**Prompt**
Reproduce every line of the material starting at the line containing "Tag each instance of the narrow" and ending at the line containing "x=119, y=334", both included. Adjust each x and y coordinate by -31.

[Position annotation records]
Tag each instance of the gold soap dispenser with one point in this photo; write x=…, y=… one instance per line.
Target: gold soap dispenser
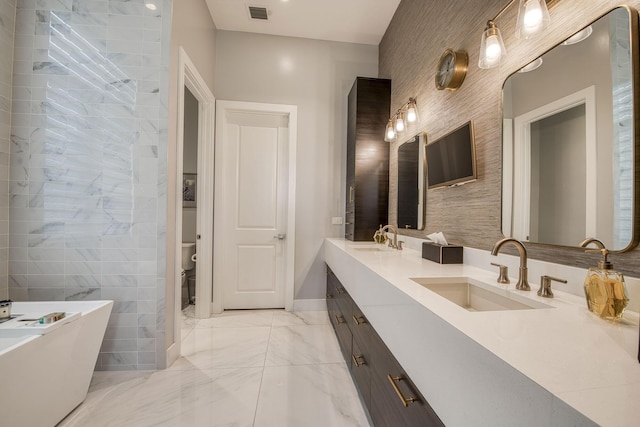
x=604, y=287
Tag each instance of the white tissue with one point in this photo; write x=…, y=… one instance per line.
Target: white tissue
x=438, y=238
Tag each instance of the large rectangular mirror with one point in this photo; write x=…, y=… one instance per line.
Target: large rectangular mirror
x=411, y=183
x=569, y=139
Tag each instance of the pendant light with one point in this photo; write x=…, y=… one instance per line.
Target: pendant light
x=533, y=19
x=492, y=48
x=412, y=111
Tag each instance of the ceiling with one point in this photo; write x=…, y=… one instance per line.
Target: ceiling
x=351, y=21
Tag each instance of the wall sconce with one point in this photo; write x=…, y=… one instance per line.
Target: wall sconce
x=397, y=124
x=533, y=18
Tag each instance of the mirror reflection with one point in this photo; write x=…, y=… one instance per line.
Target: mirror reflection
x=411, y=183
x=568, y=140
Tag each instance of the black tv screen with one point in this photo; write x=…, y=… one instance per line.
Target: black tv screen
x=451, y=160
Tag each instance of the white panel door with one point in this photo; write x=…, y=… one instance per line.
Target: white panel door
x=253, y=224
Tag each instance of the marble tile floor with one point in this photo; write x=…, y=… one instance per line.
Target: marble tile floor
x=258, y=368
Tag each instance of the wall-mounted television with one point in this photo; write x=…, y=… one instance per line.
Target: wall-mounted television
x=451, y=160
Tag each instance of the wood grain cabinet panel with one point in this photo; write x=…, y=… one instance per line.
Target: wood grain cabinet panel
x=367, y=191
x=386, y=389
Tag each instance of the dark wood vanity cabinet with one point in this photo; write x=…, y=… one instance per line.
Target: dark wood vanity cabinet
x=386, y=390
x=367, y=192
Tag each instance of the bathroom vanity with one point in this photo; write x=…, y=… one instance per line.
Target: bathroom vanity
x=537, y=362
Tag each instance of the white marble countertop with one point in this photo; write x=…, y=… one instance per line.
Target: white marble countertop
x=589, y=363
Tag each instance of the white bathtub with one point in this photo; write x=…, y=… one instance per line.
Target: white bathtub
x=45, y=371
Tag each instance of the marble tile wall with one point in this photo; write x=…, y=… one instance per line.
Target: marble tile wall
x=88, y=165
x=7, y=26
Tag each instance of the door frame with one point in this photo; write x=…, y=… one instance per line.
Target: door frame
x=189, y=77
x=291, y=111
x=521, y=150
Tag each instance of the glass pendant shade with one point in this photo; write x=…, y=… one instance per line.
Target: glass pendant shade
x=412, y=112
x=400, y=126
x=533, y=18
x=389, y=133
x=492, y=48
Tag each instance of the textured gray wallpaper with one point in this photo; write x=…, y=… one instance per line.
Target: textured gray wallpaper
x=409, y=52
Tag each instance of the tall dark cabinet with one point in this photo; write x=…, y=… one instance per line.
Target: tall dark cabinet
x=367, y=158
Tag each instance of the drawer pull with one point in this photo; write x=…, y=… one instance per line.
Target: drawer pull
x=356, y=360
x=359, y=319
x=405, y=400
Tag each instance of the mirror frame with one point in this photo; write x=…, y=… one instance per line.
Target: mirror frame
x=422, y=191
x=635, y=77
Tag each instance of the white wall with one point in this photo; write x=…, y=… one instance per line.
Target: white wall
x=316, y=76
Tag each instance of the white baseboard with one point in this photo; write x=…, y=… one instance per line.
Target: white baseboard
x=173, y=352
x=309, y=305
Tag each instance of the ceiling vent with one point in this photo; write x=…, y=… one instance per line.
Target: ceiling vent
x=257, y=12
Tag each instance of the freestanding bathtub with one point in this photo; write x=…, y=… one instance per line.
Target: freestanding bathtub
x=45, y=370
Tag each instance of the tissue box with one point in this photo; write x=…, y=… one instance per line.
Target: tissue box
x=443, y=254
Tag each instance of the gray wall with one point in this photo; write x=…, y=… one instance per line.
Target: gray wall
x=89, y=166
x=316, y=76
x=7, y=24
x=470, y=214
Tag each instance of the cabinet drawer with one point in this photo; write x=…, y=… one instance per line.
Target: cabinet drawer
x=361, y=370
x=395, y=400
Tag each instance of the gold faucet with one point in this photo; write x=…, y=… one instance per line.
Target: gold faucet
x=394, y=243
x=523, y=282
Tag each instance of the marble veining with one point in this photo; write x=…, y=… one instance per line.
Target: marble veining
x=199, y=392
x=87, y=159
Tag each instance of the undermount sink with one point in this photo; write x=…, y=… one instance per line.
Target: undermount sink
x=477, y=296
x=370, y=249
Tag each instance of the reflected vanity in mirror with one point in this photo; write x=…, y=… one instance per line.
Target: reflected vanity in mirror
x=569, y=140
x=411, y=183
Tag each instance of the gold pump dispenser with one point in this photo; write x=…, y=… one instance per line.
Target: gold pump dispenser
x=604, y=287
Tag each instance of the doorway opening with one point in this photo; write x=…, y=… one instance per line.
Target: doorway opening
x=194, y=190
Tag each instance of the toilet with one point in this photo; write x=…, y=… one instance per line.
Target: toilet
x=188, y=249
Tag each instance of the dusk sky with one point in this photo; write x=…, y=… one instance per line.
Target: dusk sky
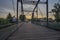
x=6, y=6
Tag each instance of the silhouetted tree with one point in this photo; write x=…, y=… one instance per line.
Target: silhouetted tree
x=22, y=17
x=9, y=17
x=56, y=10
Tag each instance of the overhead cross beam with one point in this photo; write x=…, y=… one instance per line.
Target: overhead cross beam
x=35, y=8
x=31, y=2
==
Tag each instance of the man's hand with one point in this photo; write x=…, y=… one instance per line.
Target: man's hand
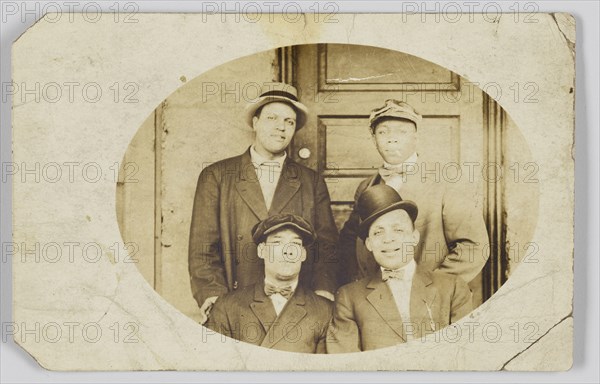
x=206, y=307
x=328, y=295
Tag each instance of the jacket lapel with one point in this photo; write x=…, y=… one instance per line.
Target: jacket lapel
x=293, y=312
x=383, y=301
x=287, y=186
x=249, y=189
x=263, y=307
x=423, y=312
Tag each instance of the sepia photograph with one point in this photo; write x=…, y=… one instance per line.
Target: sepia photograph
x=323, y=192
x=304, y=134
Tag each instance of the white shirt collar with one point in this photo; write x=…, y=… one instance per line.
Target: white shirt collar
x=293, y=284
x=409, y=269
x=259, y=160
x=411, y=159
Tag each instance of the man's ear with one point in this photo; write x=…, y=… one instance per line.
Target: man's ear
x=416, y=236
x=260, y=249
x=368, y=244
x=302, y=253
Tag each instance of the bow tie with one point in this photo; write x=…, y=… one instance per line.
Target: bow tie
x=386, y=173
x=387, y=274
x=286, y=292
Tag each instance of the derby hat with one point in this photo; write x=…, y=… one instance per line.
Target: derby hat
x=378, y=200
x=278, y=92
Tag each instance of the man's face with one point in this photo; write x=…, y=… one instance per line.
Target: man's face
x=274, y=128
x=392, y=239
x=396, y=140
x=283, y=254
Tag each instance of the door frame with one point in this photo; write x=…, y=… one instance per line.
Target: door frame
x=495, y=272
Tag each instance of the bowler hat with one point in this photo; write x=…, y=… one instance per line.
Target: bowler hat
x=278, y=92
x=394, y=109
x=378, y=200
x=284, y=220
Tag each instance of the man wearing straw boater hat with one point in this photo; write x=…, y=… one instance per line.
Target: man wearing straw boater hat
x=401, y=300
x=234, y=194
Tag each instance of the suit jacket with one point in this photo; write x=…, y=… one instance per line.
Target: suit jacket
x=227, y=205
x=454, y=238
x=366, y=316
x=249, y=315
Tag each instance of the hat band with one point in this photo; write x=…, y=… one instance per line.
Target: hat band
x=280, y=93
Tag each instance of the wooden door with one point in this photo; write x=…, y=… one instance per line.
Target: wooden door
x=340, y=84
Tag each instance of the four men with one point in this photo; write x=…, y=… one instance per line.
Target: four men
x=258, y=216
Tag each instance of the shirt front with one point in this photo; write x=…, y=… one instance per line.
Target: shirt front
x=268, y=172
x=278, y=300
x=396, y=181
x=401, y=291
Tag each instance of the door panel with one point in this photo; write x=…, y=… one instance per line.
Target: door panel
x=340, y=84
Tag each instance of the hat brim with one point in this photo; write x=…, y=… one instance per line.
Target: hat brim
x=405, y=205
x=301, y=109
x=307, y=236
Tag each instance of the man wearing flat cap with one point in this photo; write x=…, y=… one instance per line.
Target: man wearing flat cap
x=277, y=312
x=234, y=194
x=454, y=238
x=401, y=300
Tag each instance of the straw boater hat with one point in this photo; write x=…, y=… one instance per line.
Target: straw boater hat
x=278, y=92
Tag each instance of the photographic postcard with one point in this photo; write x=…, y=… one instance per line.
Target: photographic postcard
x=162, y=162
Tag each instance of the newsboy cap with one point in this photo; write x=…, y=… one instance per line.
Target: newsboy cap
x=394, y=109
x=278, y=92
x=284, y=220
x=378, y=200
--
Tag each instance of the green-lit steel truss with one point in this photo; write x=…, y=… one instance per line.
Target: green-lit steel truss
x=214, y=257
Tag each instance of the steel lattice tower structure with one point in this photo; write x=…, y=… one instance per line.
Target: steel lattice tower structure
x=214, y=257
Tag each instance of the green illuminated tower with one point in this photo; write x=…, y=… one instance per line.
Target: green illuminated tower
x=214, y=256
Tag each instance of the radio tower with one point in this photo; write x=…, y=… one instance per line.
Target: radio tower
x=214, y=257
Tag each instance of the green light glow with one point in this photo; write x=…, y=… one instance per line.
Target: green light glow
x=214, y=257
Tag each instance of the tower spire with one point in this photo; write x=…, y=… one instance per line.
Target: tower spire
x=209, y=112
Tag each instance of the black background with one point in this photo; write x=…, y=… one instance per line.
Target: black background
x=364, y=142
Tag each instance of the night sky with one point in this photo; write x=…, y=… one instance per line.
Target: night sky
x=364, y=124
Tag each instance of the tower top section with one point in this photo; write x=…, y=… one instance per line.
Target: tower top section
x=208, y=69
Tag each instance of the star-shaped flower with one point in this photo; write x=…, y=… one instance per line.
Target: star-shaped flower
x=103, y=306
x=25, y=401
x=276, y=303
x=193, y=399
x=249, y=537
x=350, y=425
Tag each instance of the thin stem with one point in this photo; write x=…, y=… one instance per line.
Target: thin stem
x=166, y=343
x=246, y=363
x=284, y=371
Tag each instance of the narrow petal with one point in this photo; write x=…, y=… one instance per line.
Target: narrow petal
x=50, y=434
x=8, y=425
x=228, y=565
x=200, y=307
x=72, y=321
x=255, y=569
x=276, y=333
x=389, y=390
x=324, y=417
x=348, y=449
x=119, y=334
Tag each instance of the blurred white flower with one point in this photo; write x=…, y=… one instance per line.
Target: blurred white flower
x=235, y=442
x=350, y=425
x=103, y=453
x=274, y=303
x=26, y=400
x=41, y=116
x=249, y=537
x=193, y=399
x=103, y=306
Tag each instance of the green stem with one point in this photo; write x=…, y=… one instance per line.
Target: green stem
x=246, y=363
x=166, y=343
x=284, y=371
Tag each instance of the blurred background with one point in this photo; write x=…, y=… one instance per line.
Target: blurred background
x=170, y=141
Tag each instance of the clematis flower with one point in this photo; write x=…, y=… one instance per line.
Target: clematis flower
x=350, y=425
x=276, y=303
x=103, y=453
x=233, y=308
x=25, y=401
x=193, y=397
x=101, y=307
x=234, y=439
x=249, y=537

**Output of the exercise**
Tag each instance of the narrow petal with one point in this photo; write x=…, y=… one instance per line.
Target: narrow petal
x=19, y=403
x=-23, y=394
x=197, y=534
x=169, y=276
x=41, y=290
x=224, y=538
x=245, y=302
x=358, y=359
x=293, y=386
x=317, y=418
x=88, y=303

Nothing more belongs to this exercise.